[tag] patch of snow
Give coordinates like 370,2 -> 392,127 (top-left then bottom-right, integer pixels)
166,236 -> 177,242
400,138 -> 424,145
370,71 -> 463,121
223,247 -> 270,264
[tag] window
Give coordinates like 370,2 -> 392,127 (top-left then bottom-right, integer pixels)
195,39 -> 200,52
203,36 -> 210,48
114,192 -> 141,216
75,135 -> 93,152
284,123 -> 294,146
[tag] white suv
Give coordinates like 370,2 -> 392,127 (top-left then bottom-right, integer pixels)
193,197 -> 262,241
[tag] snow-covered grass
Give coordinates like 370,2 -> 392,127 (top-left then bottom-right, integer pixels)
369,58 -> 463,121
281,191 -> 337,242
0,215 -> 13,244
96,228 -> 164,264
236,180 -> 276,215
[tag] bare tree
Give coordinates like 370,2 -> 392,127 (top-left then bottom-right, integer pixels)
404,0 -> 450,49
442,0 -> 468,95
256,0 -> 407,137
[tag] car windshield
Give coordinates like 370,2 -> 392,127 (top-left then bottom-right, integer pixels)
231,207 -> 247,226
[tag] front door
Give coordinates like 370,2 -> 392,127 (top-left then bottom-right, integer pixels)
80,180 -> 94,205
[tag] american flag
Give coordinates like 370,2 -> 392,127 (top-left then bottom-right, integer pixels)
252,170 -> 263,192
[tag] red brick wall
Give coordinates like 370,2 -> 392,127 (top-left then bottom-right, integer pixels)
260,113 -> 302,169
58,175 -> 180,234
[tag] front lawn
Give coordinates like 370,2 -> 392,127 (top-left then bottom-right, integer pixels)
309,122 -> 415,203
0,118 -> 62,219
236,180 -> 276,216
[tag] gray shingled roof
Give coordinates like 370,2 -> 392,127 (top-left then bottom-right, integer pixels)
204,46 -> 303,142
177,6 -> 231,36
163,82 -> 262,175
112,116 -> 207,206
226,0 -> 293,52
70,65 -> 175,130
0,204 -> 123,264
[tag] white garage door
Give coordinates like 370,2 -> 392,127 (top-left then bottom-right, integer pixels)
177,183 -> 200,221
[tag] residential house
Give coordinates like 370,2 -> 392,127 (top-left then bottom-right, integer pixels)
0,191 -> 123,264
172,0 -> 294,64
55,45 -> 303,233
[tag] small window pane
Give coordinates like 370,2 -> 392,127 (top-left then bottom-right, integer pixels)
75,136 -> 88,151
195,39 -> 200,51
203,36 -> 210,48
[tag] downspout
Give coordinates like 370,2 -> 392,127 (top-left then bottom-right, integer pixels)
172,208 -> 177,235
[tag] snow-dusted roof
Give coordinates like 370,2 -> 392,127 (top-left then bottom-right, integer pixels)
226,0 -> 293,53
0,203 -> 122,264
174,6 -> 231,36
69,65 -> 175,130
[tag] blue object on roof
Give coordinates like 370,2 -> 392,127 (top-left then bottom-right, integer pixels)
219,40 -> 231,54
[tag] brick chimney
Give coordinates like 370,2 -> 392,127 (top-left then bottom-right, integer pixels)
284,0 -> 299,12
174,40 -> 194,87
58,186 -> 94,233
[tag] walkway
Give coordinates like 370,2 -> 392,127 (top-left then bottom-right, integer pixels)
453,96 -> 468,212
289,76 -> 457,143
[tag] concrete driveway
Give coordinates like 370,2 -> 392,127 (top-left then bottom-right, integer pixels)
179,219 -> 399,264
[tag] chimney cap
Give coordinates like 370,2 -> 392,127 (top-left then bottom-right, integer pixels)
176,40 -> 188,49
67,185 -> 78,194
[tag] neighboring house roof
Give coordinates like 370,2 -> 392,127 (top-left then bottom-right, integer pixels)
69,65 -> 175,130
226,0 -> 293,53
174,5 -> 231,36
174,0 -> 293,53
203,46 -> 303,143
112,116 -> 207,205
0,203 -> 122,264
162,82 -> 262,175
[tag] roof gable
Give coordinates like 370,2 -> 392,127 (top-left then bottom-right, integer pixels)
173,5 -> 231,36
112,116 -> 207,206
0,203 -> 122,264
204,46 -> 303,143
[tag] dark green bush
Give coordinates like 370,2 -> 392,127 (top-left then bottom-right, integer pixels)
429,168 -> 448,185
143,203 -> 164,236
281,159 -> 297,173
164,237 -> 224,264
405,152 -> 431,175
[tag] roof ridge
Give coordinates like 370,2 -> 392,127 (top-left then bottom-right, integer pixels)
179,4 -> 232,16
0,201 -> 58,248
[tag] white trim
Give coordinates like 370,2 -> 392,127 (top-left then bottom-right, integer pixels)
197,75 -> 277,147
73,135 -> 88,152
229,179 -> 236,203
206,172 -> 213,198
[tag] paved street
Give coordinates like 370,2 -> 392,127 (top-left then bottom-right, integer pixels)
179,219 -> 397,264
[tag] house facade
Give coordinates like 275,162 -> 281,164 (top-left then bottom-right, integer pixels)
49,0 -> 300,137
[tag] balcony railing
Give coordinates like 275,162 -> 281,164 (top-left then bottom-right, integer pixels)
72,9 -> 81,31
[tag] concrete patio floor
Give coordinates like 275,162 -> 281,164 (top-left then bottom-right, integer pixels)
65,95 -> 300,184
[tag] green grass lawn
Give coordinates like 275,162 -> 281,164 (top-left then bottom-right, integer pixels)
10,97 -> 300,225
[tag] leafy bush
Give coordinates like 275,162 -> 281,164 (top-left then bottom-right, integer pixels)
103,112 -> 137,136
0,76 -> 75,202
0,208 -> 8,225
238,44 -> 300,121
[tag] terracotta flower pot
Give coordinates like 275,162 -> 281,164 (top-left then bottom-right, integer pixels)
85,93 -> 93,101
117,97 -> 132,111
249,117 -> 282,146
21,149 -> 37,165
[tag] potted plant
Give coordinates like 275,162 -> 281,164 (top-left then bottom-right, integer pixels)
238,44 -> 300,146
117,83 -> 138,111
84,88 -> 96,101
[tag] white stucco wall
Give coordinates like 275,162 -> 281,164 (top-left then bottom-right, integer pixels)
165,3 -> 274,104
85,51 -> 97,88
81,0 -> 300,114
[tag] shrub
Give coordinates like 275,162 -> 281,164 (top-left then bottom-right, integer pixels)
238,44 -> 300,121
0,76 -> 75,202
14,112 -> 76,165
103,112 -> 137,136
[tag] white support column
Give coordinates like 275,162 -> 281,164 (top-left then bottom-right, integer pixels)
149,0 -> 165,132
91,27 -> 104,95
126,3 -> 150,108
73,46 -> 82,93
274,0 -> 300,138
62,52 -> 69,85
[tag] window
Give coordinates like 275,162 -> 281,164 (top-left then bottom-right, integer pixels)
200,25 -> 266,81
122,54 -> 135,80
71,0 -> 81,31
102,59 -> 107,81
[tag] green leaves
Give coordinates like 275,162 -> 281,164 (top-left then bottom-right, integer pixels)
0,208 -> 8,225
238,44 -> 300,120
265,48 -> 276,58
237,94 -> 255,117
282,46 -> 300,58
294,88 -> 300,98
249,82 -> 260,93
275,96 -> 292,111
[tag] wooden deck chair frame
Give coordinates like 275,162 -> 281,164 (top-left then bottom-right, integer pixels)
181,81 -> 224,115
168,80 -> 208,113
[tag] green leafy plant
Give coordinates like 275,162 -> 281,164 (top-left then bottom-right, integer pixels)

▶ **DIRECTIONS FOR THIS TASK**:
Return all of the entries above verbatim, keeping every line unchanged and in its original order.

▶ **SOLVED EXERCISE**:
[tag] patch of snow
Give coordinates like 370,2 -> 392,127 (top-left then bottom-right, integer pixels)
166,236 -> 177,242
400,138 -> 424,145
370,71 -> 463,121
223,247 -> 270,264
[tag] window
Give coordinates like 370,2 -> 392,127 (top-left then bottom-right, integer pixels)
195,39 -> 200,52
203,36 -> 210,48
114,192 -> 141,216
75,135 -> 93,152
284,123 -> 294,146
[tag] white suv
Give coordinates like 370,2 -> 392,127 (top-left then bottom-right, integer pixels)
193,197 -> 262,241
[tag] snow-covered grass
Give coordinates like 370,2 -> 392,127 (top-left then bottom-right, integer pixels)
369,58 -> 463,121
281,191 -> 337,242
0,215 -> 13,244
96,228 -> 164,264
236,180 -> 276,215
[tag] bare tree
Give coordinates like 370,2 -> 392,127 (top-left then bottom-right, integer pixels)
404,0 -> 450,49
442,0 -> 468,95
256,0 -> 407,137
[tag] car windshield
Give coordinates like 370,2 -> 392,127 (top-left then bottom-right, integer pixels)
231,207 -> 247,226
[tag] front door
Give coordinates like 370,2 -> 392,127 (top-left then bottom-right, integer pixels)
80,180 -> 94,205
[tag] american flag
Give coordinates like 370,2 -> 392,127 (top-left then bottom-right, integer pixels)
252,170 -> 263,192
[tag] red brick wall
Give coordinates like 370,2 -> 392,127 (top-left then bottom-right, integer pixels)
260,113 -> 302,169
58,175 -> 180,234
[tag] front lawn
Give coordinates like 370,2 -> 392,127 (top-left then bottom-right, integer pixels)
309,122 -> 415,203
0,118 -> 62,219
236,180 -> 276,216
[tag] gray shingled roof
Give coordinates like 370,2 -> 392,127 (top-left then bottom-right, integer pixels)
204,46 -> 303,142
177,6 -> 231,36
163,82 -> 262,175
112,116 -> 207,206
226,0 -> 293,52
70,65 -> 175,130
0,204 -> 123,264
[tag] white garage door
Give coordinates like 370,2 -> 392,127 (top-left then bottom-right, integer pixels)
177,183 -> 200,221
[tag] residential house
Give coordinates like 370,2 -> 392,127 (top-left then bottom-right, integer pixels)
0,191 -> 123,264
172,0 -> 294,64
55,45 -> 303,233
[tag] small window pane
Give coordinates like 370,2 -> 392,127 (top-left then bottom-right, integer pixels)
75,136 -> 88,151
195,39 -> 200,51
203,36 -> 210,48
[tag] downspout
Give coordinates like 370,2 -> 392,127 (top-left then bottom-right, integer pixels)
172,208 -> 177,235
[tag] snow-dusted roof
Give coordinates like 370,2 -> 392,127 (top-left then bottom-right, integer pixels)
226,0 -> 293,53
0,203 -> 122,264
174,6 -> 231,36
69,65 -> 175,130
[tag] blue object on roof
Give coordinates like 370,2 -> 392,127 (top-left then bottom-right, integer pixels)
219,40 -> 231,54
[tag] brick chimney
Give coordinates like 370,2 -> 392,127 (top-left then bottom-right, integer pixels)
284,0 -> 299,12
174,40 -> 194,87
58,186 -> 94,233
[tag] walkway
Give coordinates like 370,2 -> 392,127 (top-left then bottom-right, integer pixels)
453,96 -> 468,212
289,76 -> 457,143
[tag] concrete driveway
Give coordinates like 370,2 -> 392,127 (top-left then bottom-right, integer pixels)
179,219 -> 399,264
[tag] chimney cap
Give coordinates like 370,2 -> 392,127 (top-left then bottom-right, integer pixels)
176,40 -> 188,49
67,185 -> 78,194
[tag] neighboring house roof
Give coordinates like 370,2 -> 392,127 (top-left then bottom-right, integer pixels)
69,65 -> 175,130
226,0 -> 293,53
174,5 -> 231,36
174,0 -> 293,53
203,46 -> 303,143
112,116 -> 207,205
0,203 -> 122,264
162,82 -> 262,175
[tag] roof gable
Give coordinates like 370,2 -> 392,127 (top-left then bottom-right, integer pixels)
173,5 -> 231,36
112,116 -> 207,206
0,203 -> 122,264
204,46 -> 303,143
[tag] dark green bush
Give coordinates like 370,2 -> 392,127 (top-left then bottom-right, integer pixels)
429,168 -> 448,185
143,203 -> 164,236
281,159 -> 297,173
164,237 -> 224,264
405,152 -> 431,175
[tag] roof ridge
Give coordinates like 370,2 -> 392,127 (top-left then bottom-right, integer pixels)
179,4 -> 232,16
0,201 -> 58,248
[tag] white trim
Give coordinates like 370,2 -> 392,127 (top-left then bottom-right, integer pixels)
197,75 -> 277,147
73,135 -> 88,152
229,179 -> 236,203
206,172 -> 213,198
[tag] paved street
Give coordinates like 370,2 -> 392,127 (top-left then bottom-right, integer pixels)
179,219 -> 397,264
[tag] house facade
Give coordinates like 275,162 -> 281,164 (top-left then bottom-right, integer pixels)
49,0 -> 300,137
[tag] balcony railing
Give coordinates like 275,162 -> 281,164 (top-left then bottom-right, integer pixels)
72,9 -> 81,31
[tag] concrete patio floor
Give coordinates like 275,162 -> 281,164 (top-left then bottom-right, integer pixels)
65,95 -> 300,184
[tag] green grass lawn
Give coordinates like 275,162 -> 281,164 (top-left then bottom-right, integer pixels)
10,97 -> 300,225
[tag] leafy bush
Give coordinates like 275,162 -> 281,164 (top-left then bottom-right, integer pixels)
103,112 -> 137,136
0,76 -> 75,202
0,208 -> 8,225
238,44 -> 300,121
[tag] terracotta flower pot
Give coordinates like 275,162 -> 281,164 (top-left then bottom-right, integer pixels)
85,93 -> 93,101
117,97 -> 132,111
249,117 -> 282,146
21,149 -> 37,165
[tag] potted plant
Give coordinates like 275,162 -> 281,164 (top-left then bottom-right, integer pixels)
238,44 -> 300,146
117,83 -> 138,111
84,88 -> 96,101
[tag] white stucco wall
Give coordinates like 275,162 -> 281,164 (top-left then bottom-right, integer pixels)
165,3 -> 274,104
85,51 -> 97,88
81,0 -> 300,114
[tag] shrub
Give coordinates like 275,162 -> 281,164 (top-left then bottom-right, integer pixels)
238,44 -> 300,121
0,76 -> 75,202
14,112 -> 76,165
103,112 -> 137,136
[tag] white support column
Give coordinates like 275,162 -> 281,164 (top-left then bottom-right, integer pixels)
149,0 -> 165,132
91,27 -> 104,95
126,3 -> 150,108
73,46 -> 82,93
274,0 -> 300,138
62,52 -> 69,85
[tag] window
Give coordinates like 275,162 -> 281,164 (top-left then bottom-right, integer pixels)
200,25 -> 266,81
122,54 -> 135,80
71,0 -> 81,31
102,59 -> 107,81
[tag] green leaves
Give coordinates like 275,162 -> 281,164 (top-left then bottom-right, integer pixels)
0,208 -> 8,225
238,44 -> 300,120
265,48 -> 276,58
237,94 -> 255,117
282,46 -> 300,58
294,88 -> 300,98
249,82 -> 260,93
275,96 -> 292,111
[tag] wooden deck chair frame
Give coordinates like 275,162 -> 281,164 (top-left then bottom-right, integer pixels)
181,81 -> 224,115
168,80 -> 208,113
[tag] green leafy plant
Give coordinates like 275,162 -> 281,164 (top-left then bottom-right, integer pixels)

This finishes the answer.